-- Description of the task --
Count the lines in the data below that contain the string "blue", treating uppercase and lowercase letters as different, and give only the number.
----- Material to process
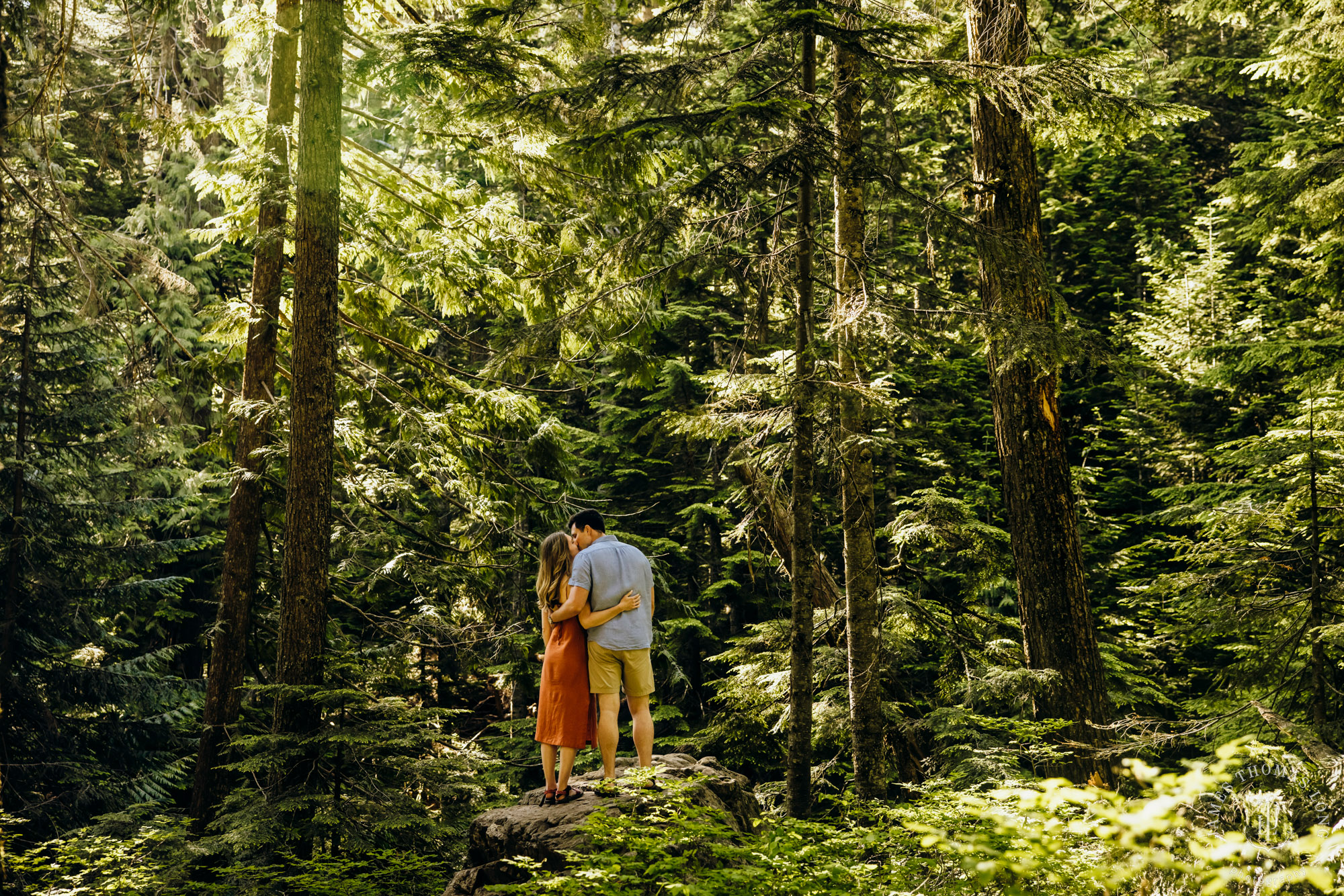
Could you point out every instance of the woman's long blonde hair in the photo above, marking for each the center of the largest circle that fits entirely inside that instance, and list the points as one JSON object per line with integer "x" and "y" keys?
{"x": 553, "y": 570}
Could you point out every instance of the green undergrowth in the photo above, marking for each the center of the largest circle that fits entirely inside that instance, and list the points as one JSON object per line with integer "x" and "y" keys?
{"x": 1253, "y": 821}
{"x": 1206, "y": 831}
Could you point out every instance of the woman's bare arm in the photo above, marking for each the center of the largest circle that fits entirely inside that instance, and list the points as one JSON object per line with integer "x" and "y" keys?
{"x": 589, "y": 617}
{"x": 571, "y": 609}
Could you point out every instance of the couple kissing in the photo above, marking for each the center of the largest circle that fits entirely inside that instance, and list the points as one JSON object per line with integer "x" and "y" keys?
{"x": 596, "y": 594}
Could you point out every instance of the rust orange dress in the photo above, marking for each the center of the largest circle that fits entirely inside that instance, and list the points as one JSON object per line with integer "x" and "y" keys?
{"x": 566, "y": 713}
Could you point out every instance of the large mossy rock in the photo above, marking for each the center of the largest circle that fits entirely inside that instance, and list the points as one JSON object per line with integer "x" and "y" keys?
{"x": 545, "y": 832}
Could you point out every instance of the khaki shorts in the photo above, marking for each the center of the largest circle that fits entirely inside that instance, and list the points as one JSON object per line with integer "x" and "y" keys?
{"x": 608, "y": 668}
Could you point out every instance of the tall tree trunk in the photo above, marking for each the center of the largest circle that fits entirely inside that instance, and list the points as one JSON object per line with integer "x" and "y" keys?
{"x": 799, "y": 777}
{"x": 1318, "y": 612}
{"x": 1058, "y": 628}
{"x": 858, "y": 512}
{"x": 229, "y": 645}
{"x": 303, "y": 609}
{"x": 18, "y": 529}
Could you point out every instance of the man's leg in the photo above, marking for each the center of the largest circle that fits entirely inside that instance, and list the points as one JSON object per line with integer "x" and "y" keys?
{"x": 639, "y": 687}
{"x": 608, "y": 733}
{"x": 643, "y": 729}
{"x": 605, "y": 682}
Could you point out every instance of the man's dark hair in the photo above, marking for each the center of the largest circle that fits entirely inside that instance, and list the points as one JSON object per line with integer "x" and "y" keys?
{"x": 589, "y": 518}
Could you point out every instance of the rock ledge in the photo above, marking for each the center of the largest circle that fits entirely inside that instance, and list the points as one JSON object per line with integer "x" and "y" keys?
{"x": 545, "y": 832}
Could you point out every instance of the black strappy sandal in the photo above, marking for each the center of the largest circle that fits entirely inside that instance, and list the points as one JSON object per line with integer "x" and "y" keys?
{"x": 568, "y": 796}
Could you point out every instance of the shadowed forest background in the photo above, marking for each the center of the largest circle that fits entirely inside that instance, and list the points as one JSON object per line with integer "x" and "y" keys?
{"x": 971, "y": 375}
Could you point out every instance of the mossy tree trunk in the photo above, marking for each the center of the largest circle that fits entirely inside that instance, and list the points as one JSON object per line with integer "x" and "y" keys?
{"x": 799, "y": 774}
{"x": 229, "y": 645}
{"x": 303, "y": 611}
{"x": 858, "y": 511}
{"x": 1057, "y": 621}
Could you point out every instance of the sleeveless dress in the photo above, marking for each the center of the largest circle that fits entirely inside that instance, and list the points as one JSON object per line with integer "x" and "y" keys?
{"x": 566, "y": 713}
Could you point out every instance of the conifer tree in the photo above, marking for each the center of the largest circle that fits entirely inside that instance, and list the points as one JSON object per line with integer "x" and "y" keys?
{"x": 855, "y": 456}
{"x": 245, "y": 503}
{"x": 804, "y": 461}
{"x": 303, "y": 612}
{"x": 1057, "y": 621}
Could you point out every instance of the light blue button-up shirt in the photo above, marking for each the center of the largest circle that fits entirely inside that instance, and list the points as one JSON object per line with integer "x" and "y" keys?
{"x": 608, "y": 569}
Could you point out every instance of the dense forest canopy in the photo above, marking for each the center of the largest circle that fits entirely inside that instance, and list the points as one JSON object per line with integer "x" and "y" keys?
{"x": 971, "y": 374}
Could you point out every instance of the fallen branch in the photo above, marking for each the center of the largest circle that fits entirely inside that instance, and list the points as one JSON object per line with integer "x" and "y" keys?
{"x": 779, "y": 529}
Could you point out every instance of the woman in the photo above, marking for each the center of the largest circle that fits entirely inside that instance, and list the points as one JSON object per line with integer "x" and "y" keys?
{"x": 566, "y": 713}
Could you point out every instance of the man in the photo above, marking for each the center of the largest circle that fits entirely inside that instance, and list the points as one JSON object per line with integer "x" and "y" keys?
{"x": 619, "y": 649}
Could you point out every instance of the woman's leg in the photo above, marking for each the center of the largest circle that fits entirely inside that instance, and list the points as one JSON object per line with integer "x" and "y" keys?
{"x": 549, "y": 765}
{"x": 566, "y": 766}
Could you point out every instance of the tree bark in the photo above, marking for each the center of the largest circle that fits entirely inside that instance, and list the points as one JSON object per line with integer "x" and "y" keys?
{"x": 799, "y": 776}
{"x": 1058, "y": 628}
{"x": 229, "y": 645}
{"x": 303, "y": 609}
{"x": 857, "y": 500}
{"x": 1326, "y": 757}
{"x": 18, "y": 529}
{"x": 1318, "y": 611}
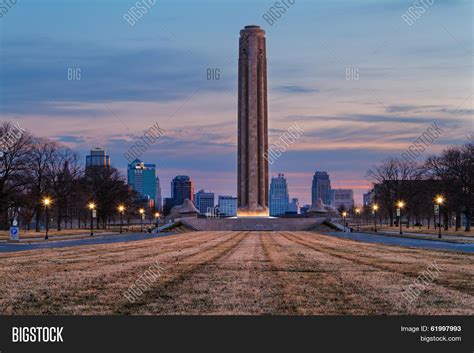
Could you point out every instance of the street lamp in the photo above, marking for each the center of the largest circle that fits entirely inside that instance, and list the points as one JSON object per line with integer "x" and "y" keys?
{"x": 121, "y": 209}
{"x": 375, "y": 207}
{"x": 47, "y": 203}
{"x": 400, "y": 205}
{"x": 157, "y": 216}
{"x": 439, "y": 201}
{"x": 142, "y": 215}
{"x": 344, "y": 214}
{"x": 92, "y": 208}
{"x": 357, "y": 211}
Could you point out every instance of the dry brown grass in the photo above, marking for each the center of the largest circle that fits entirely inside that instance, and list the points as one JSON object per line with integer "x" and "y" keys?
{"x": 235, "y": 273}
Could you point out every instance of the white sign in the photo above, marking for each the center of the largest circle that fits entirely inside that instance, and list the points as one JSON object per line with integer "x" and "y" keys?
{"x": 14, "y": 233}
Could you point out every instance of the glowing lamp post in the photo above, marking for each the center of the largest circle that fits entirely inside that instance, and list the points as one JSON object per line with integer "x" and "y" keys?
{"x": 439, "y": 201}
{"x": 47, "y": 205}
{"x": 142, "y": 216}
{"x": 375, "y": 208}
{"x": 157, "y": 216}
{"x": 357, "y": 211}
{"x": 344, "y": 215}
{"x": 92, "y": 209}
{"x": 400, "y": 205}
{"x": 121, "y": 209}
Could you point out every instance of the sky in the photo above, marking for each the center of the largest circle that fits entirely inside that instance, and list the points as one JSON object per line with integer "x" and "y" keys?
{"x": 406, "y": 76}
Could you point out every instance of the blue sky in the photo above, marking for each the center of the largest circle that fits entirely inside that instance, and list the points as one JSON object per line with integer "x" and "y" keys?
{"x": 155, "y": 71}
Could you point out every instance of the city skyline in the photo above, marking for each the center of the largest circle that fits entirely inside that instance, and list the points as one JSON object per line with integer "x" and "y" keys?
{"x": 386, "y": 79}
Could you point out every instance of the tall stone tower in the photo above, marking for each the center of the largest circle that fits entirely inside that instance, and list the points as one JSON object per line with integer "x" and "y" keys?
{"x": 252, "y": 181}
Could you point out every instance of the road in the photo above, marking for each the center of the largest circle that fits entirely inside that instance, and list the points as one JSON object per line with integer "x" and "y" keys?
{"x": 410, "y": 242}
{"x": 93, "y": 240}
{"x": 364, "y": 237}
{"x": 218, "y": 273}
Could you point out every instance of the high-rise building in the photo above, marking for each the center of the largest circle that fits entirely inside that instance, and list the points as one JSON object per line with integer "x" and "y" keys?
{"x": 204, "y": 201}
{"x": 252, "y": 166}
{"x": 343, "y": 197}
{"x": 294, "y": 206}
{"x": 368, "y": 198}
{"x": 304, "y": 209}
{"x": 227, "y": 206}
{"x": 279, "y": 198}
{"x": 142, "y": 178}
{"x": 97, "y": 158}
{"x": 182, "y": 188}
{"x": 321, "y": 188}
{"x": 158, "y": 198}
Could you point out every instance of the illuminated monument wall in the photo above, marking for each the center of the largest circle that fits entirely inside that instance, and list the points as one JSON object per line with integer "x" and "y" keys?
{"x": 252, "y": 181}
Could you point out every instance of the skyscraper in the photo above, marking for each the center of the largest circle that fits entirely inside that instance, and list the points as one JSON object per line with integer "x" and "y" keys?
{"x": 142, "y": 178}
{"x": 279, "y": 199}
{"x": 204, "y": 201}
{"x": 228, "y": 206}
{"x": 252, "y": 180}
{"x": 343, "y": 197}
{"x": 97, "y": 158}
{"x": 321, "y": 188}
{"x": 182, "y": 188}
{"x": 158, "y": 198}
{"x": 294, "y": 206}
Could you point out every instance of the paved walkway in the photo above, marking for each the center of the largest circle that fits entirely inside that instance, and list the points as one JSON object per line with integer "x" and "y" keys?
{"x": 462, "y": 238}
{"x": 393, "y": 240}
{"x": 92, "y": 240}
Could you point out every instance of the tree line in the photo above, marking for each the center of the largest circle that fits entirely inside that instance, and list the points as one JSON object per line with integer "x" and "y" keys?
{"x": 450, "y": 175}
{"x": 34, "y": 168}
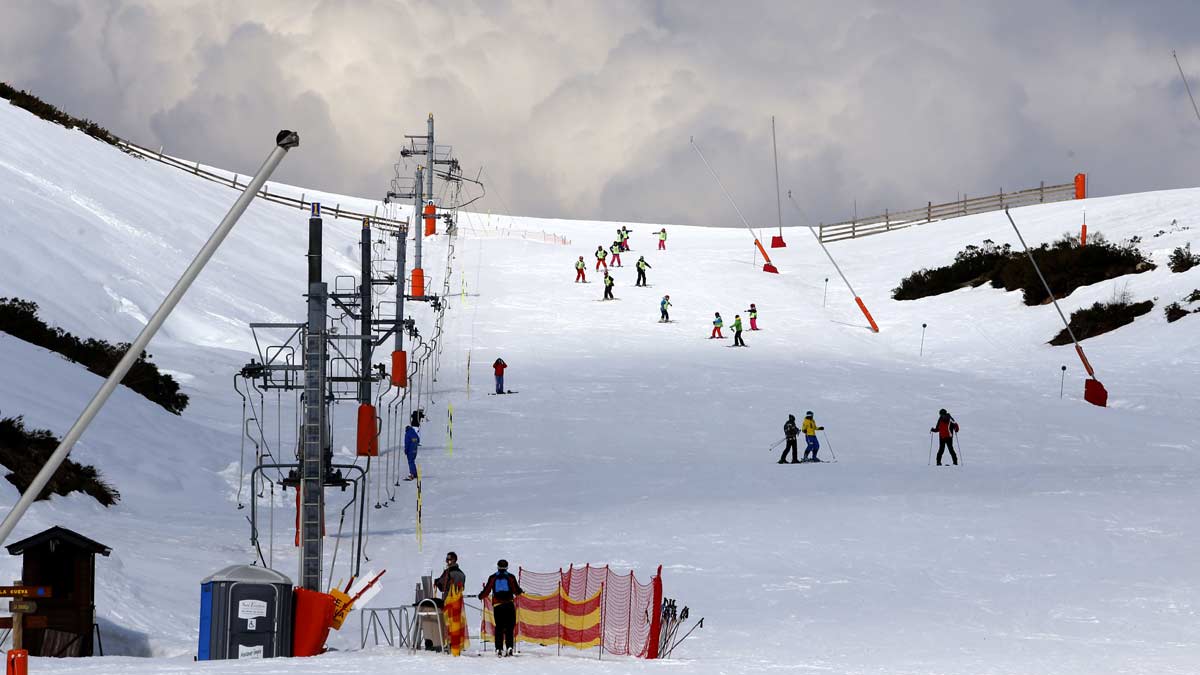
----------
-- Exercise solution --
2